##### Brano da leggere
La Commissione Juncker e il dilemma dell’austerità

22/10/2014 di Andrea Mollica

L’Europa si trova di fronte a un bivio. Gli Stati membri dell’UE devono proseguire sulla via dell’austerità, oppure rispettare con meno rigore le regole sull’indebitamento per stimolare la crescita ? Questo dilemma segnerà l’iniziativa della Commissione Juncker, e dovrà essere affrontato in prima battuta dal nuovo commissario agli Affari economici e finanziari Pierre Moscovici, insieme ai due vicepresidenti Valdis Dombrovskis e Jyrki Kaitanen.

Jean-Claude Juncker. AP Photo/Geert Vanden Wijngaert
Jean-Claude Juncker. AP Photo/Geert Vanden Wijngaert

LA COMMISSIONE JUNCKER E IL DUELLO TRA PPE E PSE- Mercoledì 22 ottobre il Parlamento europeo ha votato “la fiducia” alla Commissione Juncker. Con il sì degli eurodeputati il nuovo esecutivo comunitario è entrato ufficialmente in carica.
##########
Obiettivo =
Nel brano sulla Commissione Juncker, chi è il nuovo commissario agli Affari economici e finanziari?
##### Dati disponibili
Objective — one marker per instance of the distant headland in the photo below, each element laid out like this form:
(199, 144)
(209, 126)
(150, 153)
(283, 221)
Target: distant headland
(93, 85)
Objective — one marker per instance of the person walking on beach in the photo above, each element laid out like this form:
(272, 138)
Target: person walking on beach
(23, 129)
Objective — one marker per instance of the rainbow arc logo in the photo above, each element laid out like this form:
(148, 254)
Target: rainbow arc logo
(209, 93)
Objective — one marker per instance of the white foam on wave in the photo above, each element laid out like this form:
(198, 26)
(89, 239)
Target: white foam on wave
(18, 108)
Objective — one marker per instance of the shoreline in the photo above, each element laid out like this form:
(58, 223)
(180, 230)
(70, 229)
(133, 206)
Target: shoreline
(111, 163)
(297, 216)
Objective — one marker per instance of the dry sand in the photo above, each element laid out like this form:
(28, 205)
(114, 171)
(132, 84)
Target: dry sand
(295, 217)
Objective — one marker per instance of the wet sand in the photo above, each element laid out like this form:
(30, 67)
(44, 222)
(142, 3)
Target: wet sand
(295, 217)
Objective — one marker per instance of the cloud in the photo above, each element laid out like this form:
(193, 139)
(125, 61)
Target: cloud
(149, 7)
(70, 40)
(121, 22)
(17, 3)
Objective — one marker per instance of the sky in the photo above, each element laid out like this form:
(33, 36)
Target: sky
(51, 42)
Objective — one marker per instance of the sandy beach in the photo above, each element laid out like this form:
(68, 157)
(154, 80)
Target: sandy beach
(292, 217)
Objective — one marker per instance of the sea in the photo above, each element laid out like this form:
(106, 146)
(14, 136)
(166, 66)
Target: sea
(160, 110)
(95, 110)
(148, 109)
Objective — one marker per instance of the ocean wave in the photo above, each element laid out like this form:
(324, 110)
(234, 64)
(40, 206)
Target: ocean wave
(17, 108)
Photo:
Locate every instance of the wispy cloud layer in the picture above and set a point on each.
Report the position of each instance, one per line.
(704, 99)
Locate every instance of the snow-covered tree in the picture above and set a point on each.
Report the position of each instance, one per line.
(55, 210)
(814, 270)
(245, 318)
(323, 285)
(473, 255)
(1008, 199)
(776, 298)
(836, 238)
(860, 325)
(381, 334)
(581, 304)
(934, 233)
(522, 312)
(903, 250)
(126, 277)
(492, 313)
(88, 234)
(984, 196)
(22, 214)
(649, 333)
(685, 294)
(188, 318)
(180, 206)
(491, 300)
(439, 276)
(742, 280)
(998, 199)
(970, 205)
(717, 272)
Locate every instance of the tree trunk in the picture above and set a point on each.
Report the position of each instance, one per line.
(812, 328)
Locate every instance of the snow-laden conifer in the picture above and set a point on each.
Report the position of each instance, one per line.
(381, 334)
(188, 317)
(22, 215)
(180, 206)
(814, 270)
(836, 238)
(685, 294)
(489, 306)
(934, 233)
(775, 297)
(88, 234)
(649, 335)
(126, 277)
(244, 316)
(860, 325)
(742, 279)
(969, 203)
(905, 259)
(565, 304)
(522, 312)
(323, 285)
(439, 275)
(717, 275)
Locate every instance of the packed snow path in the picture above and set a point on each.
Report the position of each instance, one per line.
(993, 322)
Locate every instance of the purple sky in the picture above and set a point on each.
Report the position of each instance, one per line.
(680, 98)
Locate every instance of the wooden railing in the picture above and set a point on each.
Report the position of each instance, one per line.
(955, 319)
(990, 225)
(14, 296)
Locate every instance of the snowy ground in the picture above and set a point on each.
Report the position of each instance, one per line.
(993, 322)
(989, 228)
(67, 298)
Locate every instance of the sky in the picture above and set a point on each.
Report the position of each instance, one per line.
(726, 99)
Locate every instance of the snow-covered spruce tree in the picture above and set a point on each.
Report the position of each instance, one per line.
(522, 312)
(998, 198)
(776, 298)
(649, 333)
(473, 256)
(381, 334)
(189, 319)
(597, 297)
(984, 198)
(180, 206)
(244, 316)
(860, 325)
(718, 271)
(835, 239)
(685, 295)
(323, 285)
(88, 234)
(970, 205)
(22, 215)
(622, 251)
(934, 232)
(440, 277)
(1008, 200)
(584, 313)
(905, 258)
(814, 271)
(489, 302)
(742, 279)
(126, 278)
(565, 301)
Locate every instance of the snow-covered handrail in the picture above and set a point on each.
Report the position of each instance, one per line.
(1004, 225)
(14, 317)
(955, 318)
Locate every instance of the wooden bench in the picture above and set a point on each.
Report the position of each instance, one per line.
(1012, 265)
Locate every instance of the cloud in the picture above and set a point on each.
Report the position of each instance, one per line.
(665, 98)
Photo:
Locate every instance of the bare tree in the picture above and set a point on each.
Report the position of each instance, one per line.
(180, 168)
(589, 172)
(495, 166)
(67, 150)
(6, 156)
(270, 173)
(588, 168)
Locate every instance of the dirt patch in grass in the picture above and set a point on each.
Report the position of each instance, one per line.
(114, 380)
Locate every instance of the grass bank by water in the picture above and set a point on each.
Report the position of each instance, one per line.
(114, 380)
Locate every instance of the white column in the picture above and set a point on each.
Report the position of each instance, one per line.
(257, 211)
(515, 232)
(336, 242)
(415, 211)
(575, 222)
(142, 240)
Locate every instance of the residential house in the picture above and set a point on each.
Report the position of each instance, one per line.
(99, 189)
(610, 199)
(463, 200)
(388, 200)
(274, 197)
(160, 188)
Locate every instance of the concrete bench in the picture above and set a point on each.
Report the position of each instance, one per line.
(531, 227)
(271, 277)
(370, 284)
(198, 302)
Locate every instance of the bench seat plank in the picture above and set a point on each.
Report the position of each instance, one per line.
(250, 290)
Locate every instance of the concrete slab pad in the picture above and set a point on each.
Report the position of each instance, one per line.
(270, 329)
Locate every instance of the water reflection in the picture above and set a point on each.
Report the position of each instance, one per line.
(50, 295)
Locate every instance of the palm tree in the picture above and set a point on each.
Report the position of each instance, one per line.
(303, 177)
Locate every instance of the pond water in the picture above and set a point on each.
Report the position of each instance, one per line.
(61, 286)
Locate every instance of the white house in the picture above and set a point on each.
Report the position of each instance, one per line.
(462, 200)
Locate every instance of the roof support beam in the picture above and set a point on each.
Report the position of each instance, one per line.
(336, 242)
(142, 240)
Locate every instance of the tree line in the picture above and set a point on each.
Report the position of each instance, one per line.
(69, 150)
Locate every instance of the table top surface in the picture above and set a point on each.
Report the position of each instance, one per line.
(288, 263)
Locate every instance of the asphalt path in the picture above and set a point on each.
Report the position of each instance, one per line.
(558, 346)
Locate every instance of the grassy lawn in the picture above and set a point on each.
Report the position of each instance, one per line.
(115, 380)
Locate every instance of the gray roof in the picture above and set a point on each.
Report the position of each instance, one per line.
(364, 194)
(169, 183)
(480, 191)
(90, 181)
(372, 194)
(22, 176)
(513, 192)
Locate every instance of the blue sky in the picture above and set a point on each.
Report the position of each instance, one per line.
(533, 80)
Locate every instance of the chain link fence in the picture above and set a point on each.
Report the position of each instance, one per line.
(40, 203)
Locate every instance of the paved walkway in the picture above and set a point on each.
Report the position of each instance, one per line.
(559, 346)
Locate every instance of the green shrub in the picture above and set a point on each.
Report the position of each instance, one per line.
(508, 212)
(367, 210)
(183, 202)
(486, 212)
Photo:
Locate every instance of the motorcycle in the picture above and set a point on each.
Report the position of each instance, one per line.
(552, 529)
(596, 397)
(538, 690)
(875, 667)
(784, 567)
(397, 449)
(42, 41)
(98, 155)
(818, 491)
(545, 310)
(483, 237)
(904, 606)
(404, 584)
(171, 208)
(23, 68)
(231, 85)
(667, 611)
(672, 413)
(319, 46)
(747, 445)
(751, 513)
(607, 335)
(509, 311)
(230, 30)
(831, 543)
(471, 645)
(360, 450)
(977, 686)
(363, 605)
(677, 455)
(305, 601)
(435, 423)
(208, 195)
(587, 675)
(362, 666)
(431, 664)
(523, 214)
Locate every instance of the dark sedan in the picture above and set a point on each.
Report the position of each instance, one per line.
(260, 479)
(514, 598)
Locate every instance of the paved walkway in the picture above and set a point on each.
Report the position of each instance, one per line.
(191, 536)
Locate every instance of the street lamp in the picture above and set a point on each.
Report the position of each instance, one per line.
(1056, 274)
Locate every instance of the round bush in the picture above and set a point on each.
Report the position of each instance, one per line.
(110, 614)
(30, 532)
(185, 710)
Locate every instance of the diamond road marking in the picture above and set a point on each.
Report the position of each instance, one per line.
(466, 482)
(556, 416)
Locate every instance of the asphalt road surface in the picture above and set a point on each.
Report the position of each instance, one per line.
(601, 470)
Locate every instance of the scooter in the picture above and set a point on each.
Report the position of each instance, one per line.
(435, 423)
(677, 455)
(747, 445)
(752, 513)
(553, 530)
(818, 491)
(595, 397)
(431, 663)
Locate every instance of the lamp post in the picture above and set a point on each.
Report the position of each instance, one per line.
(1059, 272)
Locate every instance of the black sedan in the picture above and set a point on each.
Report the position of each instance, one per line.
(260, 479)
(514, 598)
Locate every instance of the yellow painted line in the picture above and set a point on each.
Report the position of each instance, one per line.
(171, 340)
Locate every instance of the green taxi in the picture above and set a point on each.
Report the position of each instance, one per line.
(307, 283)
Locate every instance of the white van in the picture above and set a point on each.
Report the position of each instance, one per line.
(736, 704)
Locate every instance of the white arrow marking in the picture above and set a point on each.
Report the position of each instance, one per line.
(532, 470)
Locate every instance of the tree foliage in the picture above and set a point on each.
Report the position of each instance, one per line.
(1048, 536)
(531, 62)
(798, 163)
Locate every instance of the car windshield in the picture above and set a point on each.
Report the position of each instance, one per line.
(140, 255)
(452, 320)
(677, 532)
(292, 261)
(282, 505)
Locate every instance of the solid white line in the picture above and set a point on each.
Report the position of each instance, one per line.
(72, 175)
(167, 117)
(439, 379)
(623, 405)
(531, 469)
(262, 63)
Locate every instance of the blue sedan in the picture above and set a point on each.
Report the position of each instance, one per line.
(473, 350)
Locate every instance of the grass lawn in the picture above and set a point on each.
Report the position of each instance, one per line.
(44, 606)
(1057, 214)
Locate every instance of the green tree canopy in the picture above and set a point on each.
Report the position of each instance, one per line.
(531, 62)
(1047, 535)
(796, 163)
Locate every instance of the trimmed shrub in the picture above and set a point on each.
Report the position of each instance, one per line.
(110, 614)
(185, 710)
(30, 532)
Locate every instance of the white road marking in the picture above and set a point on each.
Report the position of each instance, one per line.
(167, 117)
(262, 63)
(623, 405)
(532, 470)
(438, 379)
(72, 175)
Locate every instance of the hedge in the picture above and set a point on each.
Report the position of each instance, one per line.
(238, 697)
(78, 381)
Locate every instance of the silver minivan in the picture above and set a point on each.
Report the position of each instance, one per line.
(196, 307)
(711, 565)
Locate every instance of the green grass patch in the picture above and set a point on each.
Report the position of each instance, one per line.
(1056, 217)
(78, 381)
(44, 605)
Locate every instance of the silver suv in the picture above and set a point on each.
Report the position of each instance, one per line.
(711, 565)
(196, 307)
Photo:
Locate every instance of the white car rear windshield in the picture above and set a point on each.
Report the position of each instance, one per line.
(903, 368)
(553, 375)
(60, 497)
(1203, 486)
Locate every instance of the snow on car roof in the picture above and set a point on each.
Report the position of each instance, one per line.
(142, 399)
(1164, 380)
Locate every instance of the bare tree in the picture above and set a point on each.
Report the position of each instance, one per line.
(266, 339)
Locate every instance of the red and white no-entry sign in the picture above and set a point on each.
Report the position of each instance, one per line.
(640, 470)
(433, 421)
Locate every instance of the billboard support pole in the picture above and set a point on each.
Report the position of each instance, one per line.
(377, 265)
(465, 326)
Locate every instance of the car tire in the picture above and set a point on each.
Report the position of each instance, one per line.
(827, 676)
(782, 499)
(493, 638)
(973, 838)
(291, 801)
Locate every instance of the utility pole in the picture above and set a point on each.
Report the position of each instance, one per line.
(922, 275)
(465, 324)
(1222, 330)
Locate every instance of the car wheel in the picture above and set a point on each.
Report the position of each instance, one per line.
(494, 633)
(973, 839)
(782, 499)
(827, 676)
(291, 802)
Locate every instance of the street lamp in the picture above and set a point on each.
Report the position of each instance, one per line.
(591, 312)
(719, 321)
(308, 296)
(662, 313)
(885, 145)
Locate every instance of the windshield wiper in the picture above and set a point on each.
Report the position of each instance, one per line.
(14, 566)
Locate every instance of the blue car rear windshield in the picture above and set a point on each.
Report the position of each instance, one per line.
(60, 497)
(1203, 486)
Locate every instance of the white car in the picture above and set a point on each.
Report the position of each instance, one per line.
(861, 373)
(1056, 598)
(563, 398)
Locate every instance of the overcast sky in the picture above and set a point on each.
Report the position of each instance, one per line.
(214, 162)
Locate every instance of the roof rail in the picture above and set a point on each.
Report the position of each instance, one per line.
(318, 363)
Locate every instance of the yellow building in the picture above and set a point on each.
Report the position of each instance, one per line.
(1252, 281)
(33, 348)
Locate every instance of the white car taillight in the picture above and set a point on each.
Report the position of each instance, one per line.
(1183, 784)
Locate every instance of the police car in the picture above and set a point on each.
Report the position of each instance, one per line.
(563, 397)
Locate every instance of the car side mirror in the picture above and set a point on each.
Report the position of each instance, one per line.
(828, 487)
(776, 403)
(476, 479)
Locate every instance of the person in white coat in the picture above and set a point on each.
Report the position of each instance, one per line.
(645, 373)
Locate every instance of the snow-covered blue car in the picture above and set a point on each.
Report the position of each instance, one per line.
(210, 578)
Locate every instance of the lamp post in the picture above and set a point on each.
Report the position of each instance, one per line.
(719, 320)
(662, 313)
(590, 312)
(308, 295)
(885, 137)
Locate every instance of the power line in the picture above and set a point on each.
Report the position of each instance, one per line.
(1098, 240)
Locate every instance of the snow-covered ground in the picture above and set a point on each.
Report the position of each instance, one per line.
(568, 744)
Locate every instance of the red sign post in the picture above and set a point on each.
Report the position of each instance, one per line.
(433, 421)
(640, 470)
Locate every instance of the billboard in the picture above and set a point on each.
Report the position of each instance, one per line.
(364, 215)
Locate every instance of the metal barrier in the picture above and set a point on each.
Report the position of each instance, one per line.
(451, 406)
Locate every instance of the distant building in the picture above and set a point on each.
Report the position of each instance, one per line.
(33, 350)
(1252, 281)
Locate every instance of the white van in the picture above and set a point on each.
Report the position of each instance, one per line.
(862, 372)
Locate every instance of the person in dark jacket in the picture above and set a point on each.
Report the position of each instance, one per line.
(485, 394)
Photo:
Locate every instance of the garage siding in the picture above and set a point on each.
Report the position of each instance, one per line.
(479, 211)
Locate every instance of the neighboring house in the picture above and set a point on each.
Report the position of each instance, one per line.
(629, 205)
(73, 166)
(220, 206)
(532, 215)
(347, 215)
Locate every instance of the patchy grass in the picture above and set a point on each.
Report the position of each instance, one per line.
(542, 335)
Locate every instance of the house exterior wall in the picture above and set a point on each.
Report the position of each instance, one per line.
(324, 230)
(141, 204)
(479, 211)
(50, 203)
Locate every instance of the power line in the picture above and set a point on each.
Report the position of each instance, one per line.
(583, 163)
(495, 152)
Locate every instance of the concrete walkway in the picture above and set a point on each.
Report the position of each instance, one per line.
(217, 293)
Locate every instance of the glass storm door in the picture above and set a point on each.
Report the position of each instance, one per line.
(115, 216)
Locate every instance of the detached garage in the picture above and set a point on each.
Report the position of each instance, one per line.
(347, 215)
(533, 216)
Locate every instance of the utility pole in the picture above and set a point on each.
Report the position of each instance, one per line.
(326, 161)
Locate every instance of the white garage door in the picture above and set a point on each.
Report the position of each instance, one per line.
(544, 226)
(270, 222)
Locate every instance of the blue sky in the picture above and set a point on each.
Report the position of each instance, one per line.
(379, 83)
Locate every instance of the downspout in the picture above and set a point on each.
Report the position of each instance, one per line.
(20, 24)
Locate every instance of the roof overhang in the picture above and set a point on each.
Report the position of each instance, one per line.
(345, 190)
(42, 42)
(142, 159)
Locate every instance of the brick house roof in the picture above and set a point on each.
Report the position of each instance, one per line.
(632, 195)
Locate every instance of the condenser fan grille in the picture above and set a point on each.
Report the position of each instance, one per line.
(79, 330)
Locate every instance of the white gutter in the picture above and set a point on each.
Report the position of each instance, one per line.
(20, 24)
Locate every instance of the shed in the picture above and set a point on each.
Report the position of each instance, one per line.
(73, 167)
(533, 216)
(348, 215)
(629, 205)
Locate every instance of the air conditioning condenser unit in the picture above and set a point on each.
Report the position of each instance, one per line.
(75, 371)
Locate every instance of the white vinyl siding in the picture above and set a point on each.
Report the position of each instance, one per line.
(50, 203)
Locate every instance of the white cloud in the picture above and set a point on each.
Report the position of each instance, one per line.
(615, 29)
##########
Risposta =
Pierre Moscovici.